Stored items from a collection
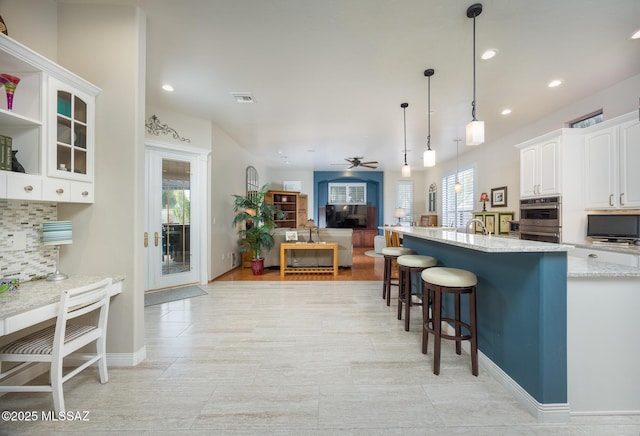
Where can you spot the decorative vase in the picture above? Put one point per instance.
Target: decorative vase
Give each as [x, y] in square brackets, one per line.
[16, 166]
[10, 82]
[257, 266]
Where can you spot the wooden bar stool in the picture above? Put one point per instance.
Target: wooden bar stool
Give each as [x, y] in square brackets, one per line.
[390, 255]
[436, 282]
[407, 266]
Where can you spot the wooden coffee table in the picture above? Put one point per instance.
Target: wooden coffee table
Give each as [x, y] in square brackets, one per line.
[284, 269]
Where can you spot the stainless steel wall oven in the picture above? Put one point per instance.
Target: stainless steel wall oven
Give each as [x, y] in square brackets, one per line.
[541, 219]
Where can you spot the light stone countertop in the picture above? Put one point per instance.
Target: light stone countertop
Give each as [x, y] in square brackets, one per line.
[580, 267]
[38, 293]
[613, 247]
[489, 244]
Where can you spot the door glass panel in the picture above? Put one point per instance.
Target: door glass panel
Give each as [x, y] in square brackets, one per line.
[176, 217]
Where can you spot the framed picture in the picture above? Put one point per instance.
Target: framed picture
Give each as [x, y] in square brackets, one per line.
[490, 223]
[499, 197]
[477, 227]
[503, 222]
[291, 236]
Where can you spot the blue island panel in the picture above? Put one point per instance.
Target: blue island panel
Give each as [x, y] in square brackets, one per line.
[521, 312]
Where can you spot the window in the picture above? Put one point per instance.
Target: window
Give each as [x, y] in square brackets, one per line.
[587, 120]
[347, 193]
[404, 196]
[457, 208]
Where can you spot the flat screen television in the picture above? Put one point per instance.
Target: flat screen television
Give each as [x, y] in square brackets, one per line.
[614, 228]
[352, 216]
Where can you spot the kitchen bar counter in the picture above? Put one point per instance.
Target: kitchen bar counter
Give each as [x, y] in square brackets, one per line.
[521, 310]
[487, 244]
[38, 300]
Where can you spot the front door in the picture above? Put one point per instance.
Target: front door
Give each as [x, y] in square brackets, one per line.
[172, 223]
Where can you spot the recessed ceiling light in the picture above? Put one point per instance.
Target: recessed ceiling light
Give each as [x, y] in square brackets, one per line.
[489, 54]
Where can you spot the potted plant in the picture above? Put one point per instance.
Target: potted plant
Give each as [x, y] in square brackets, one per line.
[257, 218]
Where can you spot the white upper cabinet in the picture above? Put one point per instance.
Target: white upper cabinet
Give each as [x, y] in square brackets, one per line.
[51, 126]
[540, 167]
[629, 150]
[612, 159]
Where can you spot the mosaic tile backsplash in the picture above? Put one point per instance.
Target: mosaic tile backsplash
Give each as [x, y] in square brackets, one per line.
[37, 260]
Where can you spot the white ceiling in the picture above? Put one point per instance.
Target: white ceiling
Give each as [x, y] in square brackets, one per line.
[328, 76]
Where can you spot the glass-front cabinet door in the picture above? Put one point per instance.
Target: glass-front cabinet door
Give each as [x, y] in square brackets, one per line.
[71, 148]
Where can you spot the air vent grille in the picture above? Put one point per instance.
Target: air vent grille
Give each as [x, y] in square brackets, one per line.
[243, 97]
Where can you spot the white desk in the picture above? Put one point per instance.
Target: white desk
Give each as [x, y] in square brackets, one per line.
[37, 301]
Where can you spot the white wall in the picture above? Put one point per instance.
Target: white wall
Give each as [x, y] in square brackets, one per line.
[228, 168]
[33, 23]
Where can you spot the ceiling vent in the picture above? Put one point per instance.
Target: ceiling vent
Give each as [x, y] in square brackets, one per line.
[243, 97]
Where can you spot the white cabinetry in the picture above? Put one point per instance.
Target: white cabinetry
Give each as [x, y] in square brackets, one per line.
[540, 167]
[612, 159]
[52, 128]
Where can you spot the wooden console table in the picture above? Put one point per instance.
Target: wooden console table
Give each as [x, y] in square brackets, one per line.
[284, 269]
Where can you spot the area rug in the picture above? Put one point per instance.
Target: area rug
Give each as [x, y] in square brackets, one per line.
[372, 253]
[173, 294]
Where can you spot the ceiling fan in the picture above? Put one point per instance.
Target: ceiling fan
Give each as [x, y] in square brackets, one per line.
[357, 162]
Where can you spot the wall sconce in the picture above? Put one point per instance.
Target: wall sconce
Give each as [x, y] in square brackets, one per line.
[484, 197]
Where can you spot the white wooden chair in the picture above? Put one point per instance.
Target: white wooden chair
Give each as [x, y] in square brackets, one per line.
[52, 344]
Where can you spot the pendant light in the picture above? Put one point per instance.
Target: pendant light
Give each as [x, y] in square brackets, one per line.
[475, 129]
[406, 169]
[429, 156]
[458, 186]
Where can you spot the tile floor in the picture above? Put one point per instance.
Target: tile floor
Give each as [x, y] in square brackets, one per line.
[292, 358]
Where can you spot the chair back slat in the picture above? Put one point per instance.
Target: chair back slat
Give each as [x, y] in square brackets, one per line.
[81, 301]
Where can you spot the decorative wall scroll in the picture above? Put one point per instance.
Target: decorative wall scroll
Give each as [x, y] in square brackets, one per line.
[154, 127]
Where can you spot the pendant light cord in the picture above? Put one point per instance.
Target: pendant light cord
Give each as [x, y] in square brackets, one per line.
[473, 103]
[429, 113]
[405, 133]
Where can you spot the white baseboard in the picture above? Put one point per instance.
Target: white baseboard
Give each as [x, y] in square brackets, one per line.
[126, 359]
[546, 413]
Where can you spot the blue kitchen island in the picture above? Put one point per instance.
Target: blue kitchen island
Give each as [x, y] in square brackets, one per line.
[521, 310]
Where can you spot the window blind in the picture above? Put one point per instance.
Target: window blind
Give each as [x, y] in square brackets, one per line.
[457, 208]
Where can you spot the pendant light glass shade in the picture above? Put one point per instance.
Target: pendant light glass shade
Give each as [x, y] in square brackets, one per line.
[406, 169]
[475, 129]
[429, 156]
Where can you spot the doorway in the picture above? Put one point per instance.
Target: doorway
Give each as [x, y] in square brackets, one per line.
[174, 204]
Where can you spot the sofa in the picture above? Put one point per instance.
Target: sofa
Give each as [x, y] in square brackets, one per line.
[307, 258]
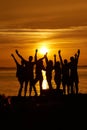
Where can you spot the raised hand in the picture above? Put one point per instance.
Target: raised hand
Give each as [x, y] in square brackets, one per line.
[16, 51]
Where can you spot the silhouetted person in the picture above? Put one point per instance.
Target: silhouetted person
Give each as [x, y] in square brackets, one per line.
[65, 73]
[20, 74]
[29, 65]
[49, 68]
[57, 76]
[38, 71]
[74, 80]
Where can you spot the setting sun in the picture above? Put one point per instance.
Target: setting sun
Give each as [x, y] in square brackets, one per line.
[43, 50]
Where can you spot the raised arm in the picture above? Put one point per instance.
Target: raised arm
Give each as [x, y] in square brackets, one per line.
[54, 60]
[19, 55]
[60, 57]
[46, 59]
[36, 54]
[77, 55]
[15, 59]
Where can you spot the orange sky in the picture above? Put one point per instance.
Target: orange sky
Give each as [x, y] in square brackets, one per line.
[26, 25]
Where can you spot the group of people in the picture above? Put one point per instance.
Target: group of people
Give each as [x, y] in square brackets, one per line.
[65, 73]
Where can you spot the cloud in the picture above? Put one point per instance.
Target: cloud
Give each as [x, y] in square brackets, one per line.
[42, 14]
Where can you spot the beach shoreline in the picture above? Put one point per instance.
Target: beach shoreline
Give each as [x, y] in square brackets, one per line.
[46, 111]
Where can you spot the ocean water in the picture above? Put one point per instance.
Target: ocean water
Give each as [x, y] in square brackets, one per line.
[9, 84]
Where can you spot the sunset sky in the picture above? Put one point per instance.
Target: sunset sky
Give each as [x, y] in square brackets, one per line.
[55, 24]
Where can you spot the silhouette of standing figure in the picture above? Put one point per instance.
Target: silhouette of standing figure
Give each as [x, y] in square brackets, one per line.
[65, 73]
[20, 74]
[74, 79]
[57, 76]
[38, 71]
[29, 65]
[49, 68]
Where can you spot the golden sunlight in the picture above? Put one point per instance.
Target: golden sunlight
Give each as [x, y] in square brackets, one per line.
[44, 83]
[43, 50]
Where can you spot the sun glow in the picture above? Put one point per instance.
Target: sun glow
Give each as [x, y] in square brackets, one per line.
[44, 83]
[43, 50]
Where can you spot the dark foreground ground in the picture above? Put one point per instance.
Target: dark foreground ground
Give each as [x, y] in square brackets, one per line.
[44, 112]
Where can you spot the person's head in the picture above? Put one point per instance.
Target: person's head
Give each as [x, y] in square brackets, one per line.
[30, 58]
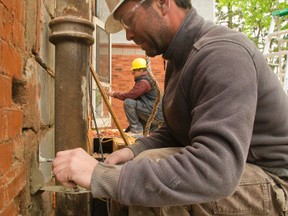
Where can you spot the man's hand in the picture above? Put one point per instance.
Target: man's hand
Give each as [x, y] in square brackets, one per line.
[119, 157]
[74, 167]
[110, 93]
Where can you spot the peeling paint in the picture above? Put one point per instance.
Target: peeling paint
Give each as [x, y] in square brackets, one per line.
[84, 98]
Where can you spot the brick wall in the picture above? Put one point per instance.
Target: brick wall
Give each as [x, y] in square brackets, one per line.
[122, 78]
[12, 166]
[26, 103]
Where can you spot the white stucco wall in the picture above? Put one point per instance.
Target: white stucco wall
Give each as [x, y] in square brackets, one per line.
[206, 8]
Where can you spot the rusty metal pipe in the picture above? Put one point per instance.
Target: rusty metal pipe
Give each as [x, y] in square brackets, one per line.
[71, 33]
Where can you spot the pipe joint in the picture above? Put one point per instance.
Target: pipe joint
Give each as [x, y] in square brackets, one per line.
[71, 28]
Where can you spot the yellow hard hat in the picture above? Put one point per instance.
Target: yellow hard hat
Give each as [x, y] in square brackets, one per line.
[139, 63]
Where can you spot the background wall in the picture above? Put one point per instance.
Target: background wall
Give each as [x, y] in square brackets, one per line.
[123, 53]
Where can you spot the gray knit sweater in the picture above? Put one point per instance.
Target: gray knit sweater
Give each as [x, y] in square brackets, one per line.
[222, 105]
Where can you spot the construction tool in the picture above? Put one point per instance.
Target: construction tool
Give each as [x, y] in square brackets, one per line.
[108, 105]
[157, 101]
[62, 189]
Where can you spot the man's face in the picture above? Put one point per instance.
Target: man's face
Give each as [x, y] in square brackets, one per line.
[137, 72]
[146, 26]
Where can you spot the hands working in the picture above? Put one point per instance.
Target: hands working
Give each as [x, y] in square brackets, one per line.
[75, 167]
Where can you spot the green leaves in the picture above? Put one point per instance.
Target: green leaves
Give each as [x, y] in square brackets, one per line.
[252, 17]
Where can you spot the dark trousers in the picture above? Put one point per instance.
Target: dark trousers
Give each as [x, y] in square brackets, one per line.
[258, 193]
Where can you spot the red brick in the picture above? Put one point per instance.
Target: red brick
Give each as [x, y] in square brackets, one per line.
[6, 157]
[19, 11]
[6, 24]
[3, 125]
[15, 121]
[5, 91]
[3, 198]
[10, 210]
[12, 61]
[9, 4]
[18, 34]
[18, 183]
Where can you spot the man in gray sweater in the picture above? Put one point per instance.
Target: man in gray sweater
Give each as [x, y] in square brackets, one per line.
[224, 147]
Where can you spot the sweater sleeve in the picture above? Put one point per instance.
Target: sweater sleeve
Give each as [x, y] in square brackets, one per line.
[210, 165]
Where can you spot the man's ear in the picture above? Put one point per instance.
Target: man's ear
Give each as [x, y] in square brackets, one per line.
[164, 5]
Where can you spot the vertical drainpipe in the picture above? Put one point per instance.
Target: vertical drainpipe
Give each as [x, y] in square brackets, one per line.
[71, 33]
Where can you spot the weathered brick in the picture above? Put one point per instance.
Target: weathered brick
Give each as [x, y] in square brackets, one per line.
[17, 183]
[6, 24]
[18, 35]
[19, 11]
[14, 124]
[3, 125]
[3, 197]
[6, 91]
[6, 157]
[11, 209]
[12, 61]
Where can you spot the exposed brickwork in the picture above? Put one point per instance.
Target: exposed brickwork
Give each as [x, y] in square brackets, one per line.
[12, 167]
[122, 78]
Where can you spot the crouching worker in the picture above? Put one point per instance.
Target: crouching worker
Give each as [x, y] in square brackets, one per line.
[139, 101]
[223, 149]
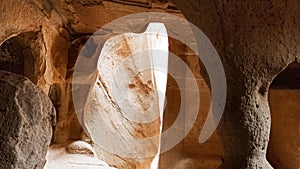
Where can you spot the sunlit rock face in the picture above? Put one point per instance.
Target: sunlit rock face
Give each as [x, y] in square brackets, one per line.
[123, 113]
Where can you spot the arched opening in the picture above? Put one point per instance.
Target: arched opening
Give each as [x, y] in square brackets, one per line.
[284, 100]
[22, 54]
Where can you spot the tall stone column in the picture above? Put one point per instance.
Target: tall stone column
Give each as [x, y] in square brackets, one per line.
[256, 40]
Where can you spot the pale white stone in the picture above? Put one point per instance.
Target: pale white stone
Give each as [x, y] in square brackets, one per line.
[123, 113]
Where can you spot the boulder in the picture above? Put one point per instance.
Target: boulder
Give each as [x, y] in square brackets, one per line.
[27, 117]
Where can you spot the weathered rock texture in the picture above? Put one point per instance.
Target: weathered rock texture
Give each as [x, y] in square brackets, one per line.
[256, 40]
[26, 122]
[123, 112]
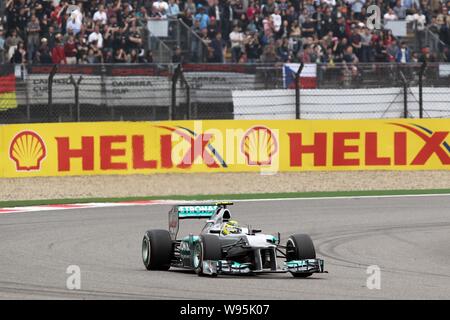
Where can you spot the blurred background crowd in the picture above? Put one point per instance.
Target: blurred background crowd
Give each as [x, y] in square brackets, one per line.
[238, 31]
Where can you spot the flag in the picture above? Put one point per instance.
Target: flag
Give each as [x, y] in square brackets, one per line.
[308, 76]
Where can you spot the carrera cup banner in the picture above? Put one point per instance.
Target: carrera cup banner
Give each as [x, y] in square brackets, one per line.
[62, 149]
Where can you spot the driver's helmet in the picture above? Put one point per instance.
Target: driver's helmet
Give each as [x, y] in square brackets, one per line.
[231, 227]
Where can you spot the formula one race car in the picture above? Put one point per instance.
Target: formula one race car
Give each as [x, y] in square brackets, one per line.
[223, 247]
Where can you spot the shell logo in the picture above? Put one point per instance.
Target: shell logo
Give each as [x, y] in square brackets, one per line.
[259, 145]
[27, 150]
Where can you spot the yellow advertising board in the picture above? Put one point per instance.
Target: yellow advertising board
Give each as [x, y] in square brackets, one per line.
[62, 149]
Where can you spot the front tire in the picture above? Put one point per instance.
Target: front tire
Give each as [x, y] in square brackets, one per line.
[157, 250]
[300, 247]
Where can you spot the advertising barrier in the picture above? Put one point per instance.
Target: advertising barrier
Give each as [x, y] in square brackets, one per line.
[62, 149]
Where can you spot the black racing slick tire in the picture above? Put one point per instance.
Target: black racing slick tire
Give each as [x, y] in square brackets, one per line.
[208, 248]
[157, 250]
[300, 247]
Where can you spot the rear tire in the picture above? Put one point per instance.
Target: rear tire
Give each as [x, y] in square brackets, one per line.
[300, 247]
[208, 248]
[157, 250]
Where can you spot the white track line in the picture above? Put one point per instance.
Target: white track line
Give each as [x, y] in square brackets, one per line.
[172, 202]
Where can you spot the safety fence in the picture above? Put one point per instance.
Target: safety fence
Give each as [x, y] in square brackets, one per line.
[102, 92]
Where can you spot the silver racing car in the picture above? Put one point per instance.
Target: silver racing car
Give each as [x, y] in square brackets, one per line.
[224, 247]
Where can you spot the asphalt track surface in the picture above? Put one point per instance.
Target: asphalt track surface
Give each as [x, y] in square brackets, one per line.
[407, 237]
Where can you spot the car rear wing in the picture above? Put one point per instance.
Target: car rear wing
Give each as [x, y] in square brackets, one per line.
[192, 211]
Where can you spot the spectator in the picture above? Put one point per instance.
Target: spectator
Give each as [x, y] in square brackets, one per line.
[96, 37]
[177, 57]
[400, 10]
[403, 54]
[12, 43]
[100, 15]
[70, 50]
[237, 40]
[33, 31]
[58, 55]
[43, 55]
[2, 47]
[19, 55]
[202, 17]
[173, 9]
[270, 30]
[218, 46]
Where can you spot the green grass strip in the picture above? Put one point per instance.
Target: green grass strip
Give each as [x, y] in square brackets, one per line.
[315, 194]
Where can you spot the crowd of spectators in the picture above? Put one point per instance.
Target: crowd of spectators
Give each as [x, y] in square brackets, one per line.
[239, 31]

Task goal
Within the entries above, find the string "table" and return each line that holds it.

Exercise answer
Where can you spot the wooden coffee table in the picture above? Put one point per instance.
Target: wooden coffee table
Where can you spot the wooden console table in the picture above? Put one point per instance.
Target: wooden console table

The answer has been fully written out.